> **Saved entries**:

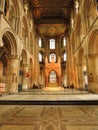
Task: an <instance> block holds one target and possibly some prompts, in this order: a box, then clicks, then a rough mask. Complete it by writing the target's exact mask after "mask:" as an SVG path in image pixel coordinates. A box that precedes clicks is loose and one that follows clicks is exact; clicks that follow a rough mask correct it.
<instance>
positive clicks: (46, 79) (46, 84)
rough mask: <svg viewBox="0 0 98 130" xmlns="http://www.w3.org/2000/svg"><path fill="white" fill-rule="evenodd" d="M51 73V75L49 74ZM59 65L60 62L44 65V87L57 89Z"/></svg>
mask: <svg viewBox="0 0 98 130" xmlns="http://www.w3.org/2000/svg"><path fill="white" fill-rule="evenodd" d="M51 73H52V74H51ZM60 79H61V65H60V60H58V62H56V63H55V62H54V60H52V62H51V63H48V62H47V60H46V64H45V86H46V87H58V86H60V84H61V81H60Z"/></svg>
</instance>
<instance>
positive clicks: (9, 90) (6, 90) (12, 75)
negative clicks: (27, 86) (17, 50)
mask: <svg viewBox="0 0 98 130" xmlns="http://www.w3.org/2000/svg"><path fill="white" fill-rule="evenodd" d="M7 66H8V67H7V75H6V84H7V86H6V91H7V93H17V92H18V75H19V60H18V58H17V57H14V56H11V57H10V58H9V59H8V65H7Z"/></svg>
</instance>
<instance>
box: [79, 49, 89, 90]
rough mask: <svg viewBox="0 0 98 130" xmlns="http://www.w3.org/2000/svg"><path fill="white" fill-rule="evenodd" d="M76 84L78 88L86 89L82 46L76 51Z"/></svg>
mask: <svg viewBox="0 0 98 130" xmlns="http://www.w3.org/2000/svg"><path fill="white" fill-rule="evenodd" d="M77 65H78V85H79V89H82V90H85V89H87V85H88V81H87V62H86V55H85V51H84V49H83V48H81V49H80V50H79V52H78V64H77Z"/></svg>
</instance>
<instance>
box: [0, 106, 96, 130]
mask: <svg viewBox="0 0 98 130" xmlns="http://www.w3.org/2000/svg"><path fill="white" fill-rule="evenodd" d="M0 130H98V106H97V105H63V106H60V105H57V106H54V105H52V106H51V105H47V106H46V105H45V106H44V105H41V106H40V105H30V106H25V105H20V106H19V105H0Z"/></svg>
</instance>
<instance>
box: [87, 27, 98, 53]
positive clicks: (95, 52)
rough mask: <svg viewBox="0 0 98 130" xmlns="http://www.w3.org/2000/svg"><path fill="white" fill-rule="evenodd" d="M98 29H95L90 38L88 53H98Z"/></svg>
mask: <svg viewBox="0 0 98 130" xmlns="http://www.w3.org/2000/svg"><path fill="white" fill-rule="evenodd" d="M97 41H98V29H95V30H94V31H93V32H92V33H91V35H90V38H89V42H88V54H98V42H97Z"/></svg>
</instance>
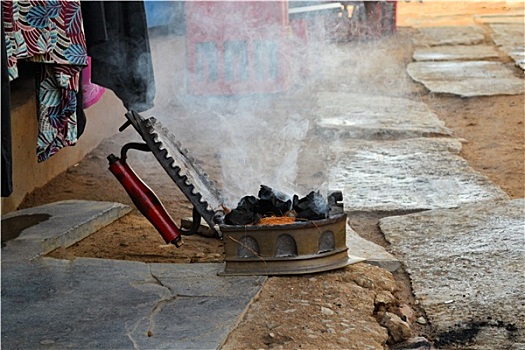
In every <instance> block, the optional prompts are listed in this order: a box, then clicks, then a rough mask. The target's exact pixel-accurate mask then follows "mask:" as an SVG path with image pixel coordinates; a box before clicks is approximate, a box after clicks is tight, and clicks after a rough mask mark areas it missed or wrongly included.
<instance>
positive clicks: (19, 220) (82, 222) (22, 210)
mask: <svg viewBox="0 0 525 350" xmlns="http://www.w3.org/2000/svg"><path fill="white" fill-rule="evenodd" d="M130 211H131V208H130V207H129V206H127V205H124V204H120V203H113V202H97V201H85V200H66V201H60V202H55V203H50V204H46V205H42V206H38V207H33V208H28V209H22V210H17V211H14V212H11V213H9V214H7V215H4V216H2V231H3V232H2V234H3V235H6V234H9V235H12V236H16V238H14V239H12V240H9V241H7V242H6V243H5V247H3V248H2V262H4V261H10V260H20V259H25V260H30V259H33V258H36V257H38V256H40V255H44V254H47V253H49V252H50V251H52V250H54V249H56V248H58V247H68V246H70V245H72V244H73V243H75V242H78V241H80V240H82V239H83V238H86V237H87V236H89V235H90V234H92V233H94V232H96V231H98V230H99V229H100V228H102V227H104V226H107V225H109V224H110V223H112V222H113V221H115V220H117V219H118V218H120V217H122V216H123V215H125V214H127V213H129V212H130Z"/></svg>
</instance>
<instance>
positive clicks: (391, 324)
mask: <svg viewBox="0 0 525 350" xmlns="http://www.w3.org/2000/svg"><path fill="white" fill-rule="evenodd" d="M379 323H380V324H381V326H383V327H385V328H386V329H388V334H389V335H390V338H391V340H392V341H393V342H394V343H399V342H400V341H403V340H406V339H408V338H410V337H411V336H412V330H411V329H410V325H409V324H408V323H406V322H404V321H403V320H402V319H401V318H400V317H399V316H397V315H396V314H393V313H391V312H385V316H383V319H382V320H381V322H379Z"/></svg>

> **TASK STATEMENT**: The records above should be copied word for word, with the pictures left out.

> **SOLUTION TO THE EXERCISE**:
Task: an <instance> block holds one target and possibly some prompts, in this order: a box, then clicks, then a rough mask. Complete it by writing the target's exact mask after "mask:" as an SVG path in image pixel coordinates. A box that precedes clicks is loose and one that follows clicks is exact; clicks that follow a rough mask correct it.
<instance>
positive clicks: (46, 79) (46, 84)
rough mask: <svg viewBox="0 0 98 130" xmlns="http://www.w3.org/2000/svg"><path fill="white" fill-rule="evenodd" d="M51 73V75L49 74ZM59 65L60 62L44 65V87L57 89Z"/></svg>
mask: <svg viewBox="0 0 98 130" xmlns="http://www.w3.org/2000/svg"><path fill="white" fill-rule="evenodd" d="M51 73H52V74H51ZM60 79H61V65H60V60H58V62H56V63H55V62H54V60H52V62H51V63H48V62H47V60H46V64H45V86H46V87H58V86H60V84H61V81H60Z"/></svg>
</instance>
<instance>
positive clicks: (9, 90) (6, 90) (12, 75)
negative clicks: (27, 86) (17, 50)
mask: <svg viewBox="0 0 98 130" xmlns="http://www.w3.org/2000/svg"><path fill="white" fill-rule="evenodd" d="M7 66H8V67H7V75H6V84H7V86H6V91H7V93H17V92H18V75H19V60H18V58H17V57H14V56H11V57H10V58H9V59H8V65H7Z"/></svg>
</instance>
<instance>
box: [79, 49, 89, 90]
rough mask: <svg viewBox="0 0 98 130" xmlns="http://www.w3.org/2000/svg"><path fill="white" fill-rule="evenodd" d="M76 84L78 88L86 89L82 46L76 51Z"/></svg>
mask: <svg viewBox="0 0 98 130" xmlns="http://www.w3.org/2000/svg"><path fill="white" fill-rule="evenodd" d="M77 65H78V85H79V89H82V90H85V89H87V85H88V81H87V62H86V55H85V51H84V49H83V48H81V49H80V50H79V52H78V64H77Z"/></svg>
</instance>
<instance>
box: [0, 106, 96, 130]
mask: <svg viewBox="0 0 98 130" xmlns="http://www.w3.org/2000/svg"><path fill="white" fill-rule="evenodd" d="M0 130H98V106H97V105H63V106H60V105H57V106H54V105H52V106H51V105H47V106H46V105H45V106H44V105H41V106H40V105H30V106H25V105H20V106H19V105H0Z"/></svg>
</instance>
<instance>
box: [87, 27, 98, 53]
positive clicks: (95, 52)
rough mask: <svg viewBox="0 0 98 130" xmlns="http://www.w3.org/2000/svg"><path fill="white" fill-rule="evenodd" d="M98 29H95L90 38L88 53H98Z"/></svg>
mask: <svg viewBox="0 0 98 130" xmlns="http://www.w3.org/2000/svg"><path fill="white" fill-rule="evenodd" d="M97 41H98V29H95V30H94V31H93V32H92V33H91V35H90V38H89V42H88V54H98V42H97Z"/></svg>
</instance>
In every <instance> block, the optional prompts are listed in this order: a box, then clicks, then a rough mask. The target's exact pixel-accurate mask then follows "mask:" as an SVG path with image pixel coordinates; a box before clicks is approximate, a box after clicks is tight, and clicks after a rough mask mark areas it missed or wrongly included.
<instance>
positive clicks: (19, 220) (82, 222) (22, 210)
mask: <svg viewBox="0 0 525 350" xmlns="http://www.w3.org/2000/svg"><path fill="white" fill-rule="evenodd" d="M130 211H131V208H130V207H129V206H127V205H124V204H120V203H113V202H97V201H85V200H66V201H60V202H55V203H50V204H46V205H42V206H38V207H33V208H28V209H22V210H17V211H14V212H11V213H9V214H7V215H4V216H2V231H3V232H2V234H3V235H6V234H9V235H12V236H16V238H14V239H12V240H9V241H7V242H6V243H5V247H3V248H2V262H4V261H10V260H20V259H25V260H30V259H33V258H36V257H38V256H40V255H44V254H47V253H49V252H50V251H52V250H54V249H56V248H58V247H68V246H70V245H72V244H73V243H75V242H78V241H80V240H82V239H83V238H86V237H87V236H89V235H90V234H92V233H94V232H96V231H98V230H99V229H100V228H102V227H104V226H107V225H109V224H110V223H112V222H113V221H115V220H117V219H118V218H120V217H122V216H123V215H125V214H127V213H129V212H130Z"/></svg>
</instance>
<instance>
positive clicks: (391, 324)
mask: <svg viewBox="0 0 525 350" xmlns="http://www.w3.org/2000/svg"><path fill="white" fill-rule="evenodd" d="M379 323H380V324H381V326H383V327H385V328H386V329H388V334H389V335H390V338H391V340H392V341H393V342H394V343H399V342H400V341H403V340H406V339H408V338H410V337H411V336H412V330H411V329H410V325H409V324H408V323H406V322H404V321H403V320H402V319H401V318H400V317H399V316H397V315H396V314H393V313H391V312H385V316H383V319H382V320H381V322H379Z"/></svg>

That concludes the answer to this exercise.